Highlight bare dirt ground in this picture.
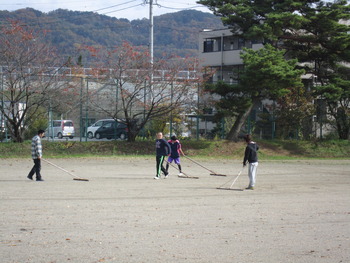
[0,158,350,263]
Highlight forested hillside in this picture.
[0,8,223,64]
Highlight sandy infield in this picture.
[0,157,350,263]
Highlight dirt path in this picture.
[0,158,350,263]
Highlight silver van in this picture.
[45,120,75,139]
[87,119,114,139]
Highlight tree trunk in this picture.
[335,108,350,140]
[226,103,254,141]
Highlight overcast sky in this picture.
[0,0,209,20]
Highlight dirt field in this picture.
[0,158,350,263]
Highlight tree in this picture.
[0,22,67,142]
[198,0,350,139]
[83,42,201,141]
[205,45,304,140]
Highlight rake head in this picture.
[210,174,227,176]
[73,178,89,182]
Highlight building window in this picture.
[203,38,221,52]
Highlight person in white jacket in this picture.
[27,130,45,181]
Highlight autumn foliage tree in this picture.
[0,22,67,142]
[83,42,201,141]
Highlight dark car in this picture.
[95,121,128,140]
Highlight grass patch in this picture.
[0,140,350,160]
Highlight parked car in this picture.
[87,119,115,139]
[95,121,128,140]
[45,120,75,139]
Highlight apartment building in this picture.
[199,28,271,137]
[199,28,263,83]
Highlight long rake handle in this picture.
[185,155,217,174]
[167,161,188,176]
[218,169,244,189]
[41,158,82,179]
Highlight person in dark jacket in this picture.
[166,135,185,176]
[243,134,259,190]
[27,130,45,181]
[154,132,171,179]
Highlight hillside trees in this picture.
[87,42,201,141]
[0,22,68,142]
[205,45,304,141]
[199,0,350,139]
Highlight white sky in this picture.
[0,0,209,20]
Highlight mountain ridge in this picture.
[0,8,223,62]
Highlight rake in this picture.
[185,155,227,176]
[41,158,89,181]
[167,162,199,179]
[216,166,244,191]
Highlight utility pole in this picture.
[149,0,153,67]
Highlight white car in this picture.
[87,119,115,139]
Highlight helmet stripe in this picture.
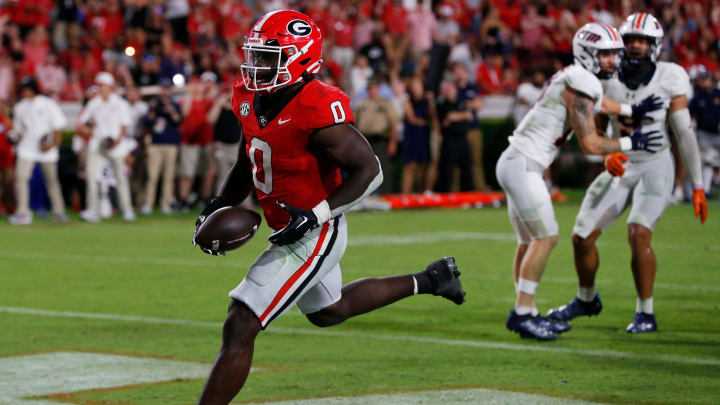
[255,10,285,31]
[635,13,645,30]
[600,23,617,41]
[602,23,617,41]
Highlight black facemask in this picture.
[618,38,655,90]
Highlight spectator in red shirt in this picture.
[179,72,217,211]
[477,46,504,94]
[35,52,68,100]
[330,4,355,88]
[0,103,15,214]
[219,0,253,41]
[23,26,50,72]
[383,0,407,35]
[6,0,54,37]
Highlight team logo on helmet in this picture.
[578,31,602,42]
[287,20,312,37]
[240,101,250,118]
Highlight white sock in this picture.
[578,286,597,302]
[703,166,713,193]
[515,305,537,316]
[517,277,538,295]
[635,297,655,314]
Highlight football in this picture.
[195,207,262,252]
[40,133,55,149]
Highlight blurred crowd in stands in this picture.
[0,0,720,220]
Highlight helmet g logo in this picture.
[240,101,250,118]
[287,20,312,37]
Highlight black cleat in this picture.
[548,294,602,321]
[538,316,572,335]
[625,312,657,333]
[425,256,465,305]
[505,309,557,340]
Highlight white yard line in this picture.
[0,306,720,367]
[253,388,595,405]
--
What is being asked => Retype every entry above word for word, omitting the pictures.

Final answer =>
Highlight bare dirt ground in this picture.
[0,158,350,263]
Highlight forested hillside in this picture.
[0,8,223,64]
Highlight sandy infield in this picture.
[0,157,350,263]
Highlight dirt path in this picture.
[0,158,350,263]
Highlight silver van in this picture.
[45,120,75,139]
[87,119,114,139]
Highlight tree trunk in this picture.
[335,108,350,140]
[226,103,254,141]
Highlight overcast sky in this picture.
[0,0,209,20]
Highlight dirt field in this picture.
[0,158,350,263]
Highlight tree in this picture.
[0,22,67,142]
[198,0,350,139]
[83,42,201,141]
[205,45,304,140]
Highlight rake head in this picture.
[210,174,227,176]
[73,178,89,182]
Highlight building window in this picture.
[203,38,221,52]
Highlight person in white jacket in this picture.
[27,130,45,181]
Highlight autumn foliage tree in this picture.
[0,22,67,142]
[83,42,201,141]
Highlight dark car in this picture.
[95,121,128,140]
Highlight grass patch in this picture.
[0,140,350,160]
Highlight parked car in this picture.
[87,119,115,139]
[95,121,128,140]
[45,120,75,139]
Highlight apartment building in this picture.
[199,28,271,137]
[199,28,263,83]
Highlight long rake handle in this picture.
[185,155,217,174]
[167,161,188,176]
[218,169,244,189]
[41,158,82,179]
Highlight person in dark jacket in this picture.
[166,135,185,176]
[243,134,259,190]
[27,130,45,181]
[154,132,171,179]
Highlight hillside trees in this picture.
[87,42,201,141]
[0,22,68,142]
[205,45,304,141]
[199,0,350,139]
Highlight white sky in this picture.
[0,0,209,20]
Highlight mountain ridge in this picture.
[0,8,223,62]
Highlight rake in this picture.
[185,155,227,176]
[41,158,89,181]
[167,162,199,179]
[216,166,244,191]
Highlight utility pole in this picture.
[149,0,153,67]
Highlight white car in this picture.
[87,119,115,139]
Highlight helmet stripe in this picture.
[255,10,285,31]
[635,13,645,30]
[600,23,617,41]
[602,23,617,41]
Highlight black facemask in this picture.
[618,38,655,90]
Highlight spectator in red shirt in this picture.
[179,72,217,211]
[477,46,504,94]
[35,52,68,100]
[330,4,355,88]
[0,103,15,214]
[219,0,253,41]
[23,26,50,72]
[383,0,407,35]
[6,0,54,37]
Highlight team logo on helmet in this picture.
[578,31,602,42]
[287,20,312,37]
[240,101,250,118]
Highlight white sock in this picture.
[578,286,597,302]
[703,166,713,193]
[515,305,537,316]
[517,277,538,295]
[635,297,655,314]
Highlight football in this picture.
[195,207,262,252]
[40,133,55,149]
Highlight blurred crowd in stands in this picture.
[0,0,720,220]
Highlight helmet g logo in this picture.
[240,101,250,118]
[287,20,312,37]
Highlight black cleat in this picture.
[548,294,602,321]
[538,316,572,335]
[625,312,657,333]
[425,256,465,305]
[505,309,557,340]
Highlight white yard line in this picture.
[0,306,720,367]
[253,388,595,405]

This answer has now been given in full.